**Instructions for the task**: Transcribe the entire listing, keeping each word as it is.
============================================================
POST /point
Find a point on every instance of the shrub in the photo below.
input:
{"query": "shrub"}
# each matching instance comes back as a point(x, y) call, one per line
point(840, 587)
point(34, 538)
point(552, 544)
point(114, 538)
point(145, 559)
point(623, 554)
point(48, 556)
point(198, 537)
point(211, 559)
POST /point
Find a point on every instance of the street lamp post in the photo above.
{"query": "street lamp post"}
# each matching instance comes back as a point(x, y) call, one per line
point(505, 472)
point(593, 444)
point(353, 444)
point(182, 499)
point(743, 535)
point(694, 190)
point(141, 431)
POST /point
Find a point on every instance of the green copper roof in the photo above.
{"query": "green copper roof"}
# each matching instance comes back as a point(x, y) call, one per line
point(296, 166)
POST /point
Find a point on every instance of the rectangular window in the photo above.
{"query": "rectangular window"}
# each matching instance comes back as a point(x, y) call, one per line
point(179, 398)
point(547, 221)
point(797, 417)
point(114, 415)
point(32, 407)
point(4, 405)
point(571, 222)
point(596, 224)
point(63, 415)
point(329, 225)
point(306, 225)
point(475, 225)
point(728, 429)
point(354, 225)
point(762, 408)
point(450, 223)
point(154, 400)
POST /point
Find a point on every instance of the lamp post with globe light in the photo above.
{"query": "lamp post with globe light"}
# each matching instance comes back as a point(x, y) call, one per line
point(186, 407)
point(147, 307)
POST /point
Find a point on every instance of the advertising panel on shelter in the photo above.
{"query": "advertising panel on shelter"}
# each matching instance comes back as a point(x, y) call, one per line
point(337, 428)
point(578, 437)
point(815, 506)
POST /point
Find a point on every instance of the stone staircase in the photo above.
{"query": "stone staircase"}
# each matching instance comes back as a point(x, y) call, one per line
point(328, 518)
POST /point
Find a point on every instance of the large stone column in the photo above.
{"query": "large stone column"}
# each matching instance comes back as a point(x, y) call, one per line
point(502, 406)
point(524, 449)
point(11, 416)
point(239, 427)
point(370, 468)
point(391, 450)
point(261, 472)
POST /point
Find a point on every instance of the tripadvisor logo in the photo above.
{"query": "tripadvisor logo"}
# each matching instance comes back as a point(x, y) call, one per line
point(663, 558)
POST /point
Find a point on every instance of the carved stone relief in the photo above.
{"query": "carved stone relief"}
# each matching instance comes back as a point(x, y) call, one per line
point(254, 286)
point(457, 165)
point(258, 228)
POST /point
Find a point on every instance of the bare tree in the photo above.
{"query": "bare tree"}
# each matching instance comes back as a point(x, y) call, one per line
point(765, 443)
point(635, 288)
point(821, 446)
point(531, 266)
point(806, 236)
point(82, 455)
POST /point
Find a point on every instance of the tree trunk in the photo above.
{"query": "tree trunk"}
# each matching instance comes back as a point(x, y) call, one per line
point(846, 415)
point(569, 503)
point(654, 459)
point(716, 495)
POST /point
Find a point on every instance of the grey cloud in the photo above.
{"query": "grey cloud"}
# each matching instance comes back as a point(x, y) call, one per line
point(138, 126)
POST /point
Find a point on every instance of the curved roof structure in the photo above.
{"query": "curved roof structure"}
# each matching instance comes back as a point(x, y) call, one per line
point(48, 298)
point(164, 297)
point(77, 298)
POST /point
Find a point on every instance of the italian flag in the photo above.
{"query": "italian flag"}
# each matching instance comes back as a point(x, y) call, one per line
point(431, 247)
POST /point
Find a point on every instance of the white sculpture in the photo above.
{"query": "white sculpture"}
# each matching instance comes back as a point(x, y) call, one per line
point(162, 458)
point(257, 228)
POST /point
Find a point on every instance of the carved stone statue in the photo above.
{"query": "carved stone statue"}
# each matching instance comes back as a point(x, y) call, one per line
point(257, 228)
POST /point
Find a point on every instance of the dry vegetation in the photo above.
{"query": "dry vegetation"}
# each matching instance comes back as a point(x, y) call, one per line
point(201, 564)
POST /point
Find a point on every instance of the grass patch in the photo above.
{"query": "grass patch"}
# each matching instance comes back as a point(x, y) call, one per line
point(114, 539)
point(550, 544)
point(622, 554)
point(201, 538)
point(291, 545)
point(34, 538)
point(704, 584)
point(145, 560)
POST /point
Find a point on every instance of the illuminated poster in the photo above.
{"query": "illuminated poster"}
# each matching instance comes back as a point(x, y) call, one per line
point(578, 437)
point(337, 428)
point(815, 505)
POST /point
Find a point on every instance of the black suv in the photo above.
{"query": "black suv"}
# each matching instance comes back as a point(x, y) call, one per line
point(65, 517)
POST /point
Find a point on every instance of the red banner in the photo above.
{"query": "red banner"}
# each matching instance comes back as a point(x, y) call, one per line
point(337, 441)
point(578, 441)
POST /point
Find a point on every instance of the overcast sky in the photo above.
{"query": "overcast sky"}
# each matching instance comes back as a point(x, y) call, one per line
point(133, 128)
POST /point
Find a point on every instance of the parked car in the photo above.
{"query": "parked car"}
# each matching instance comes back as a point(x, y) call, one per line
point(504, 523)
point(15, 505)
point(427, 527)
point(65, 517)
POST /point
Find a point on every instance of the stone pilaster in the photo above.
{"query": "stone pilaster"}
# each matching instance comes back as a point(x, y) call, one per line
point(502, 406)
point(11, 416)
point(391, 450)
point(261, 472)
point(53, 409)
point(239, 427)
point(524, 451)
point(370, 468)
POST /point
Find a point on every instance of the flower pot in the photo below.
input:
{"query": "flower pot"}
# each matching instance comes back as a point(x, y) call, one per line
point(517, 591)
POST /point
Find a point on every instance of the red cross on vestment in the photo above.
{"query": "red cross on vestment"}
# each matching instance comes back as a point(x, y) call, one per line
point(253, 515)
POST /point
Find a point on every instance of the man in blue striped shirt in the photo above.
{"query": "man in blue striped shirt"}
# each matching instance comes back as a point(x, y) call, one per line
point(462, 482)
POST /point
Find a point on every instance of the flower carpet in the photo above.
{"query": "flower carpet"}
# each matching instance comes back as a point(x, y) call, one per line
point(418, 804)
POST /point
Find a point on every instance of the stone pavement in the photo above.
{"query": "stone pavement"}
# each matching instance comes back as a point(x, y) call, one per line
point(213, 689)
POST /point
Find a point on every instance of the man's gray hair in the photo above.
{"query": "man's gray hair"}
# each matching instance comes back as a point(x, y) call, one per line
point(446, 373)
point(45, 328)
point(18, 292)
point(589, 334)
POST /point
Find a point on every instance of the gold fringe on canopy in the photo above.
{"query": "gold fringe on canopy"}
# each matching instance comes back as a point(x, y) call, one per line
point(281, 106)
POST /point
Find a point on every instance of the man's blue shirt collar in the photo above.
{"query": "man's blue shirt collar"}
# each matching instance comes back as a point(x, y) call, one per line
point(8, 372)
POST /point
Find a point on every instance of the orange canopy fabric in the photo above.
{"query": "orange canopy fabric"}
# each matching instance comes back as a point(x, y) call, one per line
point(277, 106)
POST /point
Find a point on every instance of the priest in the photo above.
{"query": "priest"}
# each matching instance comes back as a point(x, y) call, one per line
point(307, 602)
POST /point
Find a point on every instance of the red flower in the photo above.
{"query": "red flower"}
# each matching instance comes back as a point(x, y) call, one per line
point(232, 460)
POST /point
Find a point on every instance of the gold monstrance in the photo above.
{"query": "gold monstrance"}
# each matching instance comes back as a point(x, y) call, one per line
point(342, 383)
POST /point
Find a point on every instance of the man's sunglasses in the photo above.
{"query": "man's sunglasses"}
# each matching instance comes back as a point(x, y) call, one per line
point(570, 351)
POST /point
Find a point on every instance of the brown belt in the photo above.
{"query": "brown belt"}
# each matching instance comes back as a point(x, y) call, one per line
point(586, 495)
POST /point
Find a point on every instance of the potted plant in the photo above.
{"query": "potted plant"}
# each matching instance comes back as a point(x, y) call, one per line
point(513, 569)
============================================================
**Answer below**:
POST /point
Find a point on every instance of the shrub in the photo below.
input:
{"query": "shrub"}
# each matching instance comes back as a point(x, y) call, one per line
point(840, 587)
point(34, 538)
point(552, 544)
point(114, 538)
point(145, 559)
point(623, 554)
point(48, 556)
point(198, 537)
point(211, 559)
POST /point
Find a point on every instance of the street lamp post in the photo above.
{"query": "street lamp post"}
# each matching instance comes back as a point(x, y) call, one per line
point(505, 472)
point(593, 444)
point(353, 444)
point(182, 499)
point(743, 535)
point(694, 190)
point(141, 431)
POST /point
Find a point on every instance of the green copper roof in the photo above.
{"query": "green copper roof"}
# each matching instance comes back as a point(x, y) call, one per line
point(296, 166)
POST /point
Find a point on every instance of the rectangular window in the photo above.
{"query": "rectangular window"}
# each matching instance comes back as a point(x, y) call, one per line
point(179, 398)
point(547, 221)
point(797, 417)
point(114, 415)
point(32, 407)
point(4, 405)
point(571, 222)
point(596, 224)
point(63, 415)
point(329, 225)
point(306, 225)
point(475, 225)
point(728, 429)
point(354, 225)
point(762, 408)
point(450, 223)
point(154, 400)
POST /point
Find a point on every instance of the lamp post with globe light in the photo above.
{"query": "lamp post with globe light"}
# each matching instance comes back as a point(x, y) call, one per line
point(186, 407)
point(147, 307)
POST /point
Find a point on every instance of the advertising panel on shelter in the photo above.
{"query": "advertising panel on shelter"}
# each matching instance comes back as a point(x, y) call, one per line
point(337, 428)
point(578, 437)
point(815, 506)
POST /point
Find a point on every instance of the stone staircase in the photo above.
{"query": "stone staircase"}
# each matching instance comes back as a point(x, y) call, one per line
point(328, 518)
POST /point
Find a point on every instance of the large stone column in the photo above.
{"query": "large stone column"}
# each matching instance comes back as a point(x, y) call, one per line
point(502, 406)
point(524, 449)
point(11, 416)
point(239, 427)
point(370, 468)
point(391, 450)
point(261, 472)
POST /point
Find a point on every instance of the tripadvisor logo in the photo above.
{"query": "tripadvisor logo"}
# each matching instance comes back as a point(x, y) call, one per line
point(663, 558)
POST /point
Find a point on every instance of the carved stone relief in the photo above.
{"query": "carved stone relief"}
# each matching instance comes back as a point(x, y) call, one per line
point(254, 286)
point(457, 165)
point(258, 228)
POST /point
Find a point on every instance of the bare tree in the photo above.
{"query": "bare tree"}
# each matching instance comes back as a point(x, y) call, one per line
point(765, 443)
point(635, 288)
point(821, 446)
point(531, 266)
point(806, 236)
point(82, 455)
POST /point
Find a point on every instance of the tree trunk in the photo above.
{"query": "tree trunk"}
# each matching instance comes back as a point(x, y) call, one per line
point(846, 415)
point(569, 503)
point(654, 459)
point(716, 495)
POST /point
Find a point on every instance of the grey cloud in the photo above.
{"query": "grey cloud"}
# each matching instance comes back as a point(x, y) call, one per line
point(138, 126)
POST /point
Find a point on every instance of the curved roof structure in the photo above.
{"query": "curved roof structure"}
# each matching instance comes back as a point(x, y) call, one per line
point(48, 298)
point(164, 297)
point(77, 298)
POST /point
Find a point on every instance of the italian flag in the photo above.
{"query": "italian flag"}
# each matching instance comes back as a point(x, y) call, one per line
point(431, 247)
POST /point
Find a point on every instance of the white sculpture in the photo above.
{"query": "white sculpture"}
# each matching instance comes back as a point(x, y) call, one per line
point(162, 458)
point(257, 228)
POST /point
Find a point on every instance of the carved stone statue in the photo above.
{"query": "carved stone statue"}
# each matching instance comes back as a point(x, y) call, one per line
point(257, 228)
POST /point
Find a point on every instance of the dry vegetation in the photo above.
{"query": "dry vegetation"}
# each matching instance comes back as a point(x, y) call, one per line
point(201, 564)
POST /point
Find a point on every instance of the grass patch in the photo above.
{"query": "grass patch"}
# each matching instance comes back as a point(x, y) call, one per line
point(114, 539)
point(550, 544)
point(622, 554)
point(201, 538)
point(291, 545)
point(34, 538)
point(704, 584)
point(145, 560)
POST /point
Find a point on every instance of the illuminated poster in the photo above.
{"query": "illuminated poster"}
# each matching instance comes back as a point(x, y) call, one per line
point(578, 437)
point(337, 428)
point(815, 505)
POST /point
Find a point on every instance of the black suv in the photo above.
{"query": "black suv"}
# each matching instance comes back as a point(x, y) call, one per line
point(65, 517)
POST /point
Find a point on every instance of the red banner in the photo above.
{"query": "red banner"}
# each matching instance comes back as a point(x, y) call, one per line
point(337, 441)
point(578, 441)
POST /point
Find a point on every instance of the overcast sky in the photo above.
{"query": "overcast sky"}
# each matching instance comes back as a point(x, y) call, one per line
point(133, 128)
POST /point
Find a point on every instance of the parked car in the photo above.
{"query": "parked car"}
# each matching instance comes back as a point(x, y) call, one per line
point(504, 523)
point(15, 505)
point(427, 527)
point(65, 517)
POST /point
Find a point on every instance of the stone pilaster in the photo above.
{"query": "stone pilaster"}
# each matching instance comes back as a point(x, y) call, one per line
point(502, 406)
point(11, 416)
point(391, 450)
point(261, 472)
point(53, 409)
point(239, 427)
point(524, 451)
point(370, 468)
POST /point
Find a point on every instance of the flower pot in the photo below.
input:
{"query": "flower pot"}
# each matching instance comes back as a point(x, y) call, one per line
point(517, 591)
POST /point
Find a point on every instance of the red cross on vestment in the photo above.
{"query": "red cross on vestment"}
# each matching instance comes back as a point(x, y) call, one per line
point(253, 515)
POST /point
Find a point on every instance of the man in blue striped shirt in the photo above.
{"query": "man in blue striped shirt"}
# each matching instance comes back as a point(x, y) call, one per line
point(462, 482)
POST /point
Find a point on every instance of the flower carpet in the photo above.
{"query": "flower carpet"}
# each matching instance comes back as a point(x, y) call, one per line
point(418, 804)
POST /point
Find a point on every instance of the stone pavement in the photo above.
{"query": "stone pavement"}
# each matching instance comes back as a point(x, y) call, one per line
point(213, 689)
POST /point
Find a point on every instance of the man's gray hair in the photo above.
{"query": "man's gray hair"}
# each matching instance comes back as a point(x, y) call, one per line
point(446, 373)
point(45, 328)
point(18, 292)
point(589, 334)
POST /point
Find a point on every instance of the gold fringe on canopy in the photo above.
{"query": "gold fringe on canopy"}
# each matching instance comes back as a point(x, y) call, one per line
point(281, 106)
POST /point
Find a point on every instance of the man's blue shirt collar in the photo above.
{"query": "man's blue shirt collar"}
# each matching instance comes back as a point(x, y) call, one per line
point(8, 372)
POST /point
Find a point on every instance of the orange canopy fabric in the photo above.
{"query": "orange canopy fabric"}
# each matching instance comes back as a point(x, y) call, one per line
point(277, 106)
POST /point
Find a point on every instance of the priest in the photo above.
{"query": "priest"}
# each matching instance comes back as a point(x, y) call, one per line
point(307, 602)
POST /point
Find a point on every instance of the red flower in the photo above.
{"query": "red flower"}
# each matching instance comes back as a point(x, y) call, one per line
point(232, 460)
POST /point
Find a point on every instance of the gold monstrance in the photo above.
{"query": "gold monstrance"}
# each matching instance comes back as a point(x, y) call, one per line
point(342, 383)
POST /point
Find a point on every instance of the man's sunglasses in the photo above.
{"query": "man's sunglasses"}
# each matching instance comes back as a point(x, y) call, one per line
point(570, 351)
POST /point
Find a point on every instance of the brown belt in the photo above.
{"query": "brown belt"}
# each matching instance comes back as a point(x, y) call, one per line
point(586, 495)
POST /point
Find a point on every instance of the potted plant in the photo above.
{"query": "potted plant"}
# each matching instance comes back as a point(x, y) call, one per line
point(513, 569)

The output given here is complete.